Given problem: Find the line that contains "the white window frame" and print it and every line after it, exactly, please.

====== Supplied material ======

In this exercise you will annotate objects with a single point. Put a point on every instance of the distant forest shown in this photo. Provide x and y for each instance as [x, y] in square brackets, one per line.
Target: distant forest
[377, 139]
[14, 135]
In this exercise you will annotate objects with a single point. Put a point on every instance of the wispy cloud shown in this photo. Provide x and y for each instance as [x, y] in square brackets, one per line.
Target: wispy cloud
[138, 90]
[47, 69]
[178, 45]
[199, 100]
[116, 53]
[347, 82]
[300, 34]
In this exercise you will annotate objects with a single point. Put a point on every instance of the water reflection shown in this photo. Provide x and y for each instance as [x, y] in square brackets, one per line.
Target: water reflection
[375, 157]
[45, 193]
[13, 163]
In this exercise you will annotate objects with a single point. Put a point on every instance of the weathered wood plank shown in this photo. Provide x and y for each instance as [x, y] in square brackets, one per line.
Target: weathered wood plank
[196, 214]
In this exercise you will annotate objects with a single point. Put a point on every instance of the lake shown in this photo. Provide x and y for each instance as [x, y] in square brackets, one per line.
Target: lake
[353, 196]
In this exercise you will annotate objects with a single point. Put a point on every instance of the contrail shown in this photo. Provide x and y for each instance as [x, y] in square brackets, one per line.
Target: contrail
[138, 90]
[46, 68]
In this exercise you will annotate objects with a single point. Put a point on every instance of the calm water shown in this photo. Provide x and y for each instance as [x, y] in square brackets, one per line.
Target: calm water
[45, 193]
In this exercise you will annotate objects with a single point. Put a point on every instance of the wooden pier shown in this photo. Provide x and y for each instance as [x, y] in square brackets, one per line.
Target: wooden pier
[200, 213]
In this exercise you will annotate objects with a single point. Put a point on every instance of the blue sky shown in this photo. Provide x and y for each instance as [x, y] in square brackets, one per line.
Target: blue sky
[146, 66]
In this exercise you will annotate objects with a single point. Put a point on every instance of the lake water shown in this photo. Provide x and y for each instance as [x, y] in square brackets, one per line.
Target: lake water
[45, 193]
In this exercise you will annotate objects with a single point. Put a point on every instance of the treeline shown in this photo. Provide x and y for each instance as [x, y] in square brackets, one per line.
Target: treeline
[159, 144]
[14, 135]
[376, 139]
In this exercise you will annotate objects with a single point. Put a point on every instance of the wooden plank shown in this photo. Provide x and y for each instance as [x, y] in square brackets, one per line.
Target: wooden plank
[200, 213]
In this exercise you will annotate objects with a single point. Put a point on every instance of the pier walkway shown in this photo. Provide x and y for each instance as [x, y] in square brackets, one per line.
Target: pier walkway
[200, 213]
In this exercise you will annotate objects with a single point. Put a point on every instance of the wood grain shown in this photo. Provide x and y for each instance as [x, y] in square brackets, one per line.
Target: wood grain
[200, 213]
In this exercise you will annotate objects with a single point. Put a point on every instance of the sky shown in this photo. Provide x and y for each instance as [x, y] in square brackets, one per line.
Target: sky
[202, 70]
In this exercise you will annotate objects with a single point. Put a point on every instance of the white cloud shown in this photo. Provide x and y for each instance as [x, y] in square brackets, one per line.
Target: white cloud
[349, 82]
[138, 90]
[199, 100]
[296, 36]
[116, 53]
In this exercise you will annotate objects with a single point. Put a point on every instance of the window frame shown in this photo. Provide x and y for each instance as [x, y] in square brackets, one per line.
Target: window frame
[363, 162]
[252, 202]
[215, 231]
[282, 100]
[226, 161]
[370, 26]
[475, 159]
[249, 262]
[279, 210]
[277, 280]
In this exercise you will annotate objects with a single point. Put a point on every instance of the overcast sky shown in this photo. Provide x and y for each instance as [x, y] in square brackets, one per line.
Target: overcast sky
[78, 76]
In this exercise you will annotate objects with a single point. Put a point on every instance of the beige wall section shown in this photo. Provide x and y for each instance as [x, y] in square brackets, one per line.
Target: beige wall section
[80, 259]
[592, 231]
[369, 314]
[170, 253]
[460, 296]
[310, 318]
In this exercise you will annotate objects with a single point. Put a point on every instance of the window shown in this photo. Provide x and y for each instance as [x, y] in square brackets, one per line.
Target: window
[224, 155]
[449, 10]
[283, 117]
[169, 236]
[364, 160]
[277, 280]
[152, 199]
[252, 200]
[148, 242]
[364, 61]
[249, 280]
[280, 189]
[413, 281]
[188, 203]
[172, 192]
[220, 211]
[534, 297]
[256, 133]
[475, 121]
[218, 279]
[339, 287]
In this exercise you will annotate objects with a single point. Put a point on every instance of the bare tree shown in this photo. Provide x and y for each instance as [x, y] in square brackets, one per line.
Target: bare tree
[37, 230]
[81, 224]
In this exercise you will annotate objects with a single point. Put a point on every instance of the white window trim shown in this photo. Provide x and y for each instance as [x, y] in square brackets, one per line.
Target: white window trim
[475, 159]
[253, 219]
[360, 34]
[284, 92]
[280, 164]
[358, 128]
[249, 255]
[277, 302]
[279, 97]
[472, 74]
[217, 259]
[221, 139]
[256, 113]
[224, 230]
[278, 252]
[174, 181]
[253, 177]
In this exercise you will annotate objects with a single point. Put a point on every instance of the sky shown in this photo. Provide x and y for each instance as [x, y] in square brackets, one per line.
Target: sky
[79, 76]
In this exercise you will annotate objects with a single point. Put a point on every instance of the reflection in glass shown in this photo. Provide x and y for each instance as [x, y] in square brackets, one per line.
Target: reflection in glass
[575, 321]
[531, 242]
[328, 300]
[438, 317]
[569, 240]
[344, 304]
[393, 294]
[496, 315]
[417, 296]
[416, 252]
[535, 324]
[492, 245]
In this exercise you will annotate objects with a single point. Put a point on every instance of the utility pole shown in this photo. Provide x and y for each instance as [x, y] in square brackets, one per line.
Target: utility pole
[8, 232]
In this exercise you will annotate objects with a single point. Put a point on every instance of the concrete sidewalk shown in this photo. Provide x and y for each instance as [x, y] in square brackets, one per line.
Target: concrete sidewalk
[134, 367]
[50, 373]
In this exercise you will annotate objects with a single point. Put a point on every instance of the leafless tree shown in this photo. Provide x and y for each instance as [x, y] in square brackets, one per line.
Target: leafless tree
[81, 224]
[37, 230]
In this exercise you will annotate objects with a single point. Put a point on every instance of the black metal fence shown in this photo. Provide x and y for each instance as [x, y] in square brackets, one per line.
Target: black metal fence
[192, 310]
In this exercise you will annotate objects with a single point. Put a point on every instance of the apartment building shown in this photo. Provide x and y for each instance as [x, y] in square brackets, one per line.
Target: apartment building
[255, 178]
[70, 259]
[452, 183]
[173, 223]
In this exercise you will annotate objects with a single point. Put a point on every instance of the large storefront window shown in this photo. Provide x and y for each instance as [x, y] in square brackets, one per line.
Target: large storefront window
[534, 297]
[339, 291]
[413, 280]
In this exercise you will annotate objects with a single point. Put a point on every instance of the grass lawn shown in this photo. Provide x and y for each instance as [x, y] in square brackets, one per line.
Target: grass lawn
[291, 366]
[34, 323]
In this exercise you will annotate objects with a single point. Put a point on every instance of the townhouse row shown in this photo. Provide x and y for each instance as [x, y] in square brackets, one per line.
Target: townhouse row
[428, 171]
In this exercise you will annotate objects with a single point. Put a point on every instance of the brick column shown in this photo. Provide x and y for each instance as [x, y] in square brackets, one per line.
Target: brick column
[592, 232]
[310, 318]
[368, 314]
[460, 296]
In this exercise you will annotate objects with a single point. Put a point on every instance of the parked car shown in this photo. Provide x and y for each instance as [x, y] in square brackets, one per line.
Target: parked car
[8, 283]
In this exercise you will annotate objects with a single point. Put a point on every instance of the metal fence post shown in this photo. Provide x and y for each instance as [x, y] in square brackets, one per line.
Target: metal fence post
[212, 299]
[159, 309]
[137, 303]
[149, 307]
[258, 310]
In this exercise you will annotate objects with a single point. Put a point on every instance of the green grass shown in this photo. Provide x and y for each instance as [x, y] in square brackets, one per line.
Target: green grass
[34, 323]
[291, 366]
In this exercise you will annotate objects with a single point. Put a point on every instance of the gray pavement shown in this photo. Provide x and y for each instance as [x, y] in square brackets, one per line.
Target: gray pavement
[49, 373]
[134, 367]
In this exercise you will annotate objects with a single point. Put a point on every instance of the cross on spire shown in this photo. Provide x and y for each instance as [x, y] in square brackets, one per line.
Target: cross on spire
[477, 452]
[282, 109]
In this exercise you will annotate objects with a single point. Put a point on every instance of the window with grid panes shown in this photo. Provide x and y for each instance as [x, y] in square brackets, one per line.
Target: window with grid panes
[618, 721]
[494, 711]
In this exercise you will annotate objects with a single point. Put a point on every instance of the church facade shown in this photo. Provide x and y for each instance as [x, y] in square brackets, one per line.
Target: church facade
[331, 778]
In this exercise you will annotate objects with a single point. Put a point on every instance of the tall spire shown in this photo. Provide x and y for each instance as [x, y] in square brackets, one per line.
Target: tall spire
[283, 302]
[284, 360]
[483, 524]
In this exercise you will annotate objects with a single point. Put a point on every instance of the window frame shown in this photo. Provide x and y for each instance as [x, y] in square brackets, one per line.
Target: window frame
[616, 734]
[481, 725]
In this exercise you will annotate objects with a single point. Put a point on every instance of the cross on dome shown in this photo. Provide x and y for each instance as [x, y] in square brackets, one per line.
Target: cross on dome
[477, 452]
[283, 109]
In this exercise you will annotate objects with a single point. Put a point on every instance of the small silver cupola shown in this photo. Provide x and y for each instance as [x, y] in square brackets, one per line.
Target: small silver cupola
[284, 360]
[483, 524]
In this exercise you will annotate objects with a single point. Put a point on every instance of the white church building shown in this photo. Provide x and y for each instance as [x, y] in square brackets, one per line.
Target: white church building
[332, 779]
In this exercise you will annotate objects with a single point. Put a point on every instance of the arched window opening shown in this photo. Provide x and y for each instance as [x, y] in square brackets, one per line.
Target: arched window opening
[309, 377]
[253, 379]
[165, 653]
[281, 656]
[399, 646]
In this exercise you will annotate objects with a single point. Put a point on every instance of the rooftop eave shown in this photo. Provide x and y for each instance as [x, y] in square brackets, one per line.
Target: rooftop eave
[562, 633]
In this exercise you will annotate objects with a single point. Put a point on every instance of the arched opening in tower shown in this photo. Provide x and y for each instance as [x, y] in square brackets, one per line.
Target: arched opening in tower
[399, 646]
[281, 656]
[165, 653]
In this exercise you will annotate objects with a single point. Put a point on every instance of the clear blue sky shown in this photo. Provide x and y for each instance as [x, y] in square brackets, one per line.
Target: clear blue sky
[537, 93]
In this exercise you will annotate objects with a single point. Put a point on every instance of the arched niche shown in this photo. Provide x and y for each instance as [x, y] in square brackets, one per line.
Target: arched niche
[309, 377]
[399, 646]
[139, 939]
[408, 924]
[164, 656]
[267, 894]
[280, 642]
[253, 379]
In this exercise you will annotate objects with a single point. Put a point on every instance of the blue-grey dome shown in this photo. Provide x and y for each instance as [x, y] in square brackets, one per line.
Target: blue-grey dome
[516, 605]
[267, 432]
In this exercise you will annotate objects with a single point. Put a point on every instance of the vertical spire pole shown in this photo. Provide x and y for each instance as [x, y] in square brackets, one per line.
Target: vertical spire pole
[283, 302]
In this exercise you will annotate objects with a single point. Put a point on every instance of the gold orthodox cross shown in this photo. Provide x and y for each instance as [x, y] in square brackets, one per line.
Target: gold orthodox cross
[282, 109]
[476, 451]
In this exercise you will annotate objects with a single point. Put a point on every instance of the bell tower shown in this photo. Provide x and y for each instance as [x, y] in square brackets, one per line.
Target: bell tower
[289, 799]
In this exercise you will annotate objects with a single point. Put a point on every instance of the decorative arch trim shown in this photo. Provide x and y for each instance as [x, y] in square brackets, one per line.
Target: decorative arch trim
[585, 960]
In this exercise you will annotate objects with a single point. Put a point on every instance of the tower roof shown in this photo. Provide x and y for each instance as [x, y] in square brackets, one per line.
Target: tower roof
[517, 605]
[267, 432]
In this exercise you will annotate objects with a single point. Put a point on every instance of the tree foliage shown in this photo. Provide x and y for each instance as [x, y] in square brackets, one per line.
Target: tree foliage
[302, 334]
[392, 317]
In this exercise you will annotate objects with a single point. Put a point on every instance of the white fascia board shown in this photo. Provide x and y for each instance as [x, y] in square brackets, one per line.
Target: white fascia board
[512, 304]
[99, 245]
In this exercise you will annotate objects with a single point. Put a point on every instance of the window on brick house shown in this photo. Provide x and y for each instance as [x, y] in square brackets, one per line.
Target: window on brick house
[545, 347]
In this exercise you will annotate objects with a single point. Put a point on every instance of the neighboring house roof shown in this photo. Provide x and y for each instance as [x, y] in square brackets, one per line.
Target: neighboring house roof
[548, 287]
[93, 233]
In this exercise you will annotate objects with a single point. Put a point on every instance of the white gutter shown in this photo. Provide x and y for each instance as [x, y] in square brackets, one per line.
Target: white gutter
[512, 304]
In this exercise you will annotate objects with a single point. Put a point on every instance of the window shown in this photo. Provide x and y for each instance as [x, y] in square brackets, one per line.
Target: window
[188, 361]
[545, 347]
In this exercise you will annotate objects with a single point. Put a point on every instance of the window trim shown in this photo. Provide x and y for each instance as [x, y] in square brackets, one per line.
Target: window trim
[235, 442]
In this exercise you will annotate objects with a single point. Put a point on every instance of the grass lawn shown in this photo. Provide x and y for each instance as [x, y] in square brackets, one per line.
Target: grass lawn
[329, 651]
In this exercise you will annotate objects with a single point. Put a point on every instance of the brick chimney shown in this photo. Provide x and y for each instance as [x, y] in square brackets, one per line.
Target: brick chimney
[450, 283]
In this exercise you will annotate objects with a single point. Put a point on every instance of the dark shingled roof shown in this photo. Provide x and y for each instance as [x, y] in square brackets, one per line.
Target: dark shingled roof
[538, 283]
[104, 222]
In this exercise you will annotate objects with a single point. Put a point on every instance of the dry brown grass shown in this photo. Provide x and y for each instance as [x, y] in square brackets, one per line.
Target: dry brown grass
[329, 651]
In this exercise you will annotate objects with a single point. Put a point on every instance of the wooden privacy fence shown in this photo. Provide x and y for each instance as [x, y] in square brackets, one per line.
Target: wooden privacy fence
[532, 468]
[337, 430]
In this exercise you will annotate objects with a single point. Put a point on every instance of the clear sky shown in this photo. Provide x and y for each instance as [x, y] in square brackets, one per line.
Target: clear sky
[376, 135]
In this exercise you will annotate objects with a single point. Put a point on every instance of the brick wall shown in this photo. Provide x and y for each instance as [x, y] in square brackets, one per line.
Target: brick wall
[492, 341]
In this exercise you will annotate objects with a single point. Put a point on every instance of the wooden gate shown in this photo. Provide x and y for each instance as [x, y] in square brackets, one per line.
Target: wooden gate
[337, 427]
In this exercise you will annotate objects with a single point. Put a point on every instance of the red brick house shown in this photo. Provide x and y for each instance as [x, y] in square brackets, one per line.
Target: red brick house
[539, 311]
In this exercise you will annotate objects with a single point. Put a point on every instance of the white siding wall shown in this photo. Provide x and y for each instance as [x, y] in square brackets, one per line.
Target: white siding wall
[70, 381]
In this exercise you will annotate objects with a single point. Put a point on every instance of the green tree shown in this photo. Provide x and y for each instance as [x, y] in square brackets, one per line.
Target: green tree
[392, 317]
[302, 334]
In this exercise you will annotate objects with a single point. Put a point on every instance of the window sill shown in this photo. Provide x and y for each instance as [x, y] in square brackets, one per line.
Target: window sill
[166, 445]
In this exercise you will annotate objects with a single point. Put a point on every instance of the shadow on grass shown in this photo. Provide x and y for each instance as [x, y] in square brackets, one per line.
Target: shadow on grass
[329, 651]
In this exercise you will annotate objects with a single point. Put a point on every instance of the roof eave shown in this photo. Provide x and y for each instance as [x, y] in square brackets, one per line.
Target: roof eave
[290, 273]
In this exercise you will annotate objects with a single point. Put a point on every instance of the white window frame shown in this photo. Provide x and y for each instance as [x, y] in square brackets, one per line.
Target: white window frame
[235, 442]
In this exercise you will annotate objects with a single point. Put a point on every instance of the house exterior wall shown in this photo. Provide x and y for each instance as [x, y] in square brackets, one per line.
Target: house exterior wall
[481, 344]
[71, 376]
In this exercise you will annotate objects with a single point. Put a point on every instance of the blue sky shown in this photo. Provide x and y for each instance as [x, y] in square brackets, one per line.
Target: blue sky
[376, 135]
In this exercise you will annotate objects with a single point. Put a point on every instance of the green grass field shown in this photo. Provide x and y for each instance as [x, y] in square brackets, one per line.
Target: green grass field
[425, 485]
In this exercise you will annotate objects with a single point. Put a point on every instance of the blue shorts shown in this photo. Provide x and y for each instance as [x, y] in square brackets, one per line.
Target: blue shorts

======

The result:
In this exercise you will annotate objects with a single point. Put a point on every instance of the white window frame shown in this photo. Provide x and y for each instance as [x, y] in square brackets, one per line.
Target: white window frame
[235, 442]
In this exercise you will annotate objects with a single point. Put a point on every instance of the house exterior wall shown in this photo. Provide x and y for each instance as [x, y] in square brackets, one per line.
Target: house exterior wall
[481, 344]
[71, 376]
In this exercise you will annotate objects with a single point. Put a point on every instance of the blue sky shown in this photo. Provide x and y for each instance as [x, y] in square brackets, one per line.
Target: blue sky
[376, 135]
In this exercise you will annotate objects with a single point. Put a point on every instance of the green grass field shown in this photo. Provide x and y for each instance as [x, y] in square brackets, one per line.
Target: green grass field
[425, 485]
In this exercise you will annotate objects with a single point. Put a point on every instance of the blue shorts shown in this photo. Provide x and y for each instance as [x, y] in square brackets, one per line.
Target: blue shorts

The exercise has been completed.